In 2018, the markets finished lower, and the impact of unwanted taxes was felt especially hard. If the markets finish strong for 2019, investors may not feel the sting of taxes like they did last year, but the result will still be a large check written to the U.S. Treasury. This is not what investors want to do. They want to keep what they make.
Investors are very aware that it’s not just what you make anymore, but it’s what you get to keep that is most important.
For many investors faced with 2018’s final tax scenario, holding a $500,000 account, and receiving an 11% capital gain distribution, they would have written a check to the US Treasury for $14,850. Investors may not always understand what goes on in the markets and their accounts, but they certainly understand and remember writing checks to pay for taxes.
We are now officially two-thirds of the way through 2019. Being better educated about taxes must be front of mind as advisors look to help investors keep as much of their returns as possible. The time to help these investors begins now.
Here are some tips that you will likely find helpful when meeting with investors to help them plan for the best after-tax experience.
4 tips to help investors plan ahead
What can advisors be doing now to help clients where tax management really matters?
Figure out what distributions might look like in 2019
As the year progresses, all mutual fund companies can and should provide updates on what they see as projected capital gains for their funds. Many share this information in September and October. While these are estimates, they will at least give you an idea as to what to possibly expect. At the very least, advisors who are focused on helping investors with their tax burdens likely need to be contacting fund companies now to learn what these funds could possibly be paying in capital gains, so they can begin to plan for ways in which to possibly reduce these upcoming taxes.
Consider harvesting losses
If an advisor finds that there are funds that are in fact due to pay excessive capital gains, it may be wise to look to see if the client has losses from other investments to offset these gains, or to even consider an outright sale of that fund before the gains are realized and paid out to the client. Obviously, this should only be done after assessing what the gain on sale and taxes due might be and if it makes sense for that client.
Know your client’s CPA (Certified Public Accountant)

Record set:

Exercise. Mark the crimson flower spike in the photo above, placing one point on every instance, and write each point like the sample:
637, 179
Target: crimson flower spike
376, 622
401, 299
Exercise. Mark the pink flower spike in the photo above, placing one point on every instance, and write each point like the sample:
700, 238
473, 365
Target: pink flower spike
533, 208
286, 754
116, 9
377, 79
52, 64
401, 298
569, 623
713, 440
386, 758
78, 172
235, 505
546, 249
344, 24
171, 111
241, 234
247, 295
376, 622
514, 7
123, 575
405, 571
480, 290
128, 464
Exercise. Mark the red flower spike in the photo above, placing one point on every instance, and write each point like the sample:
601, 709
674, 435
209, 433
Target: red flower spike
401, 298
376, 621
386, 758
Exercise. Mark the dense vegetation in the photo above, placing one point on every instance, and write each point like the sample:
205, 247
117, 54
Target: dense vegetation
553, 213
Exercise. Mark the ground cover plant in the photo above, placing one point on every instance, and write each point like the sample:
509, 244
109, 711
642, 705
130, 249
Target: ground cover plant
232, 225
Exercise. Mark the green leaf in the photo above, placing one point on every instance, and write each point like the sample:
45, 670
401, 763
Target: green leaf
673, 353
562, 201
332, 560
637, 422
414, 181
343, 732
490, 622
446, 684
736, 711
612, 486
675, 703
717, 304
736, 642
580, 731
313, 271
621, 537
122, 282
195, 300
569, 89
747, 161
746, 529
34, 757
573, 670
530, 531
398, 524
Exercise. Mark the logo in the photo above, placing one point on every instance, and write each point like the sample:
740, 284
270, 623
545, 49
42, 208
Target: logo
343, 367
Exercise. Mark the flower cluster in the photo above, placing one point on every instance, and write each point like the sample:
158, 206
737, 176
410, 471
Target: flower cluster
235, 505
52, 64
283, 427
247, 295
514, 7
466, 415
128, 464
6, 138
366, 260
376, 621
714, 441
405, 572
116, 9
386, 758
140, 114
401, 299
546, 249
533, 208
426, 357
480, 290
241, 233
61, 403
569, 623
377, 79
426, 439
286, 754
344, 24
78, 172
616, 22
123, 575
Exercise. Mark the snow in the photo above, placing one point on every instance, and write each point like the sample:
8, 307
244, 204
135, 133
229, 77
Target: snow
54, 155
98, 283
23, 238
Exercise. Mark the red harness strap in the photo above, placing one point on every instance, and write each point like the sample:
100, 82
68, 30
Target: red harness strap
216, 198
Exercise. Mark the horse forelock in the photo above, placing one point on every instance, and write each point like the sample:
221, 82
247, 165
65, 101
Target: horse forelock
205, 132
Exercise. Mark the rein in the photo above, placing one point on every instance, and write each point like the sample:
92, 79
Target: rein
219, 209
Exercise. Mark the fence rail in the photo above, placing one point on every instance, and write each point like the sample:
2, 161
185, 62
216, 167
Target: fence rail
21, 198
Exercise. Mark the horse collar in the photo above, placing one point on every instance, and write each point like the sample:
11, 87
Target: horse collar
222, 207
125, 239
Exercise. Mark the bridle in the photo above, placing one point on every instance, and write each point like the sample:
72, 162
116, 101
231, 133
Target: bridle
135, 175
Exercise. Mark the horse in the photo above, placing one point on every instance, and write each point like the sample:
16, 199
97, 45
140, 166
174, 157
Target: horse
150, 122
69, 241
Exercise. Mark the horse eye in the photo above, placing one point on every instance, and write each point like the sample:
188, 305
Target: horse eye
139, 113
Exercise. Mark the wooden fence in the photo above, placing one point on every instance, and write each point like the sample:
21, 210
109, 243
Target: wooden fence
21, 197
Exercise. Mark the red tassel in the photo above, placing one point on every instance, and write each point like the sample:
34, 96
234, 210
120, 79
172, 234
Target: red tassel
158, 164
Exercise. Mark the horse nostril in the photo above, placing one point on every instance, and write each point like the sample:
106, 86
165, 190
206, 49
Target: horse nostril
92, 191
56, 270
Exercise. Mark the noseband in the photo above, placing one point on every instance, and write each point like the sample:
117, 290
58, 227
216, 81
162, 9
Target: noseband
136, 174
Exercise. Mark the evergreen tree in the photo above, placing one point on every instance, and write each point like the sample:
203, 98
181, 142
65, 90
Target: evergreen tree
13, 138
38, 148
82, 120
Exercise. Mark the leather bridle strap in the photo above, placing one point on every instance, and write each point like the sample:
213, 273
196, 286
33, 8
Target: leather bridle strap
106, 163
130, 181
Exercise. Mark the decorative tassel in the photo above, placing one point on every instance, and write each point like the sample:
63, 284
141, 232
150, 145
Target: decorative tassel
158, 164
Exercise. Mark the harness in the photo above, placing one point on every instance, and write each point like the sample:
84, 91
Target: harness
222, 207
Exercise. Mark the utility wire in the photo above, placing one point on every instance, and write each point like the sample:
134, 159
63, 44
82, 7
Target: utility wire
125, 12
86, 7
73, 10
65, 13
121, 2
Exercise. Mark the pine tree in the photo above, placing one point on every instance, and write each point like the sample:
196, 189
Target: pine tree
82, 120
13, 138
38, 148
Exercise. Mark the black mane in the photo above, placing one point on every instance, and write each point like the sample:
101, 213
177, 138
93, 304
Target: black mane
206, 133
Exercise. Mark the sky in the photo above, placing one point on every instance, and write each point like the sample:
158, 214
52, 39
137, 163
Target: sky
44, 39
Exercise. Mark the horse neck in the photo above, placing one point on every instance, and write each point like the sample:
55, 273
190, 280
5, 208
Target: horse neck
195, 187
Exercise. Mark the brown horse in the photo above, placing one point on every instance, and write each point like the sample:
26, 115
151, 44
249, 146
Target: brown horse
==
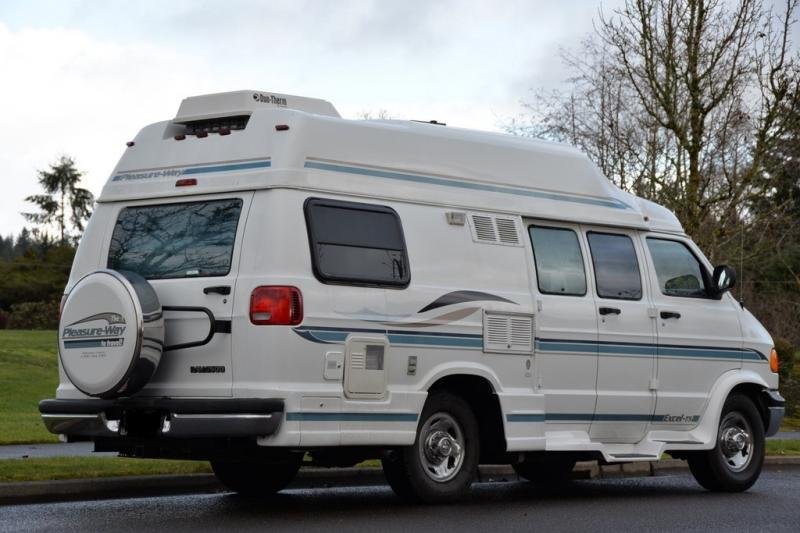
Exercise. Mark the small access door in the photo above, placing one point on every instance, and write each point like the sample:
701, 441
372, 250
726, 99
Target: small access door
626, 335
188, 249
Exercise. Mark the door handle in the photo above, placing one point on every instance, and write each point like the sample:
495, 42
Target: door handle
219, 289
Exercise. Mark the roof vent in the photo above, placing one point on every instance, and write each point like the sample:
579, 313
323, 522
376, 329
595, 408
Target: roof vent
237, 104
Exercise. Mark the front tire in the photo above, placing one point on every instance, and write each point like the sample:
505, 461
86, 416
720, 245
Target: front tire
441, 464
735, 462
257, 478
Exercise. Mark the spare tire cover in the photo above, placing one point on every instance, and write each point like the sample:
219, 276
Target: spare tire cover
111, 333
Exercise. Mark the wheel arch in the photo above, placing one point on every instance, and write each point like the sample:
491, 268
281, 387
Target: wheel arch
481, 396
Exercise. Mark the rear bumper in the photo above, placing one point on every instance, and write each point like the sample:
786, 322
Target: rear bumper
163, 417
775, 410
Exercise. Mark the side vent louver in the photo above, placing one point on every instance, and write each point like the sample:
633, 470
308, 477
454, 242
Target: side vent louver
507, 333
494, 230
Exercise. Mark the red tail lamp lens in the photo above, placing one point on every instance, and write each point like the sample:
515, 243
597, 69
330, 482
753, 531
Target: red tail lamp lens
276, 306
...
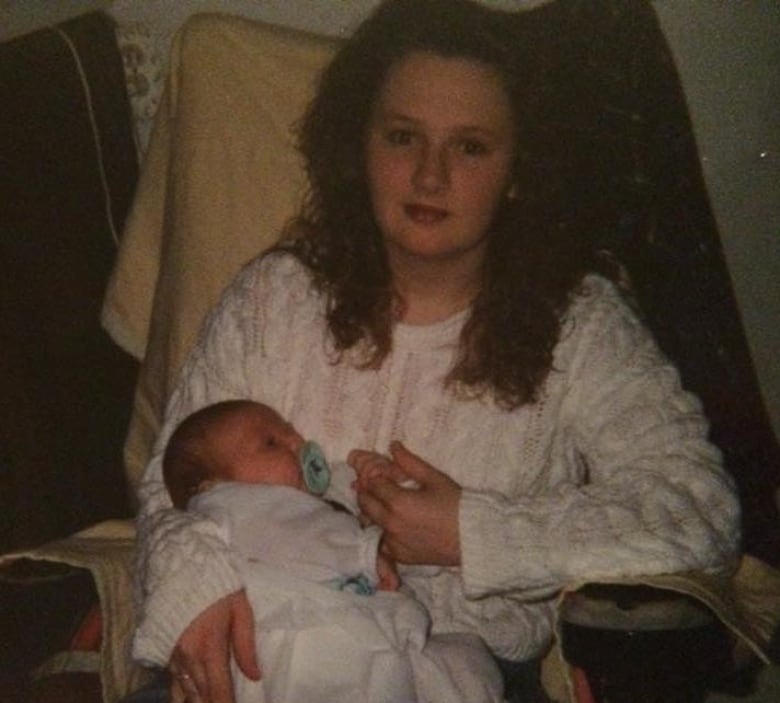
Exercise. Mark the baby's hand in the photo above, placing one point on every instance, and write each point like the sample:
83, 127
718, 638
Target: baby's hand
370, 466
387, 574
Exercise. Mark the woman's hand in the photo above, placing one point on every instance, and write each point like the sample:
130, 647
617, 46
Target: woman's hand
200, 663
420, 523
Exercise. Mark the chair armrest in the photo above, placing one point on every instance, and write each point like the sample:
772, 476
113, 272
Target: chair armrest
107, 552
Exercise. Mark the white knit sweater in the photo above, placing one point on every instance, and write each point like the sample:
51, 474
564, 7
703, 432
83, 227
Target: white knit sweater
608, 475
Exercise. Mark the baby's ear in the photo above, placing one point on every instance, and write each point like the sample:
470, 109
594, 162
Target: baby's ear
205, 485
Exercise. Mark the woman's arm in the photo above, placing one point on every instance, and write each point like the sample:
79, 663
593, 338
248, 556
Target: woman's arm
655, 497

Instructions:
1: Answer these from the text on investment taxes:
(a) In the $500,000 account example, how much was the check to the US Treasury?
(b) In which months do many mutual fund companies share projected capital gains?
(c) How far through 2019 does the text say we are?
2: Restate word for word the part of the text on investment taxes starting with "We are now officially" and going on through "investors begins now.".
3: Do these statements agree with the text on investment taxes? Answer yes or no for each, and quote the words that decide it.
(a) The markets finished lower in 2018.
(b) The investor in the $500,000 example received a 15% capital gain distribution.
(c) Selling a fund before its gains are paid out should be done without first assessing the gain on sale and the taxes due.

The results:
1:
(a) $14,850
(b) September and October
(c) Two-thirds of the way through

2:
We are now officially two-thirds of the way through 2019. Being better educated about taxes must be front of mind as advisors look to help investors keep as much of their returns as possible. The time to help these investors begins now.

3:
(a) Yes: "In 2018, the markets finished lower"
(b) No: "receiving an 11% capital gain distribution"
(c) No: "this should only be done after assessing what the gain on sale and taxes due might be and if it makes sense for that client"